Copy each of the records below character for character, keeping every line as it appears.

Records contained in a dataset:
* * * *

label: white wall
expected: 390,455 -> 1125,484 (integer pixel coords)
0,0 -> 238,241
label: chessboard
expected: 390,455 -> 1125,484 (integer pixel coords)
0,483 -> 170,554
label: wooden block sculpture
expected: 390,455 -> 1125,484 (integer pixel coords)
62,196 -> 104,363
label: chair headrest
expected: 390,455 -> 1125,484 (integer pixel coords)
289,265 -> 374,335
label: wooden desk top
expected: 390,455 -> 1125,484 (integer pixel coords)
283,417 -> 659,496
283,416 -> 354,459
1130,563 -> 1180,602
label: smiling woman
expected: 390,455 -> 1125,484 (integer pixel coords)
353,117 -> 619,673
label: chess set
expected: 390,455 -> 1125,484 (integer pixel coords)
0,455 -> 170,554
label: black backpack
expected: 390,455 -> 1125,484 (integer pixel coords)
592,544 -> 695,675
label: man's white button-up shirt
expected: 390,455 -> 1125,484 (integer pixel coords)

* * * *

Reply:
label: white wall
expected: 390,455 -> 1125,484 (integer pixel coords)
0,0 -> 238,241
label: chessboard
expected: 390,455 -> 1125,484 (integer pixel coords)
0,483 -> 170,554
label: wooden block sculpture
expected: 390,455 -> 1125,484 (integer pixel coords)
62,196 -> 104,363
label: chair headrest
expected: 390,455 -> 1125,484 (integer pixel coords)
289,265 -> 374,335
label: wooden desk top
expected: 390,455 -> 1125,484 (integer pixel coords)
283,417 -> 659,496
283,416 -> 354,459
1130,563 -> 1180,602
label: smiling woman
expected: 390,455 -> 1125,484 (integer pixel coords)
353,117 -> 619,673
label: chess set
expected: 390,455 -> 1125,484 (integer pixel coords)
0,455 -> 170,554
label: black backpack
expected: 390,455 -> 1125,484 (integer pixel coords)
592,544 -> 695,675
label: man's white button-up shirt
expected: 390,455 -> 1125,484 (integer pixel coords)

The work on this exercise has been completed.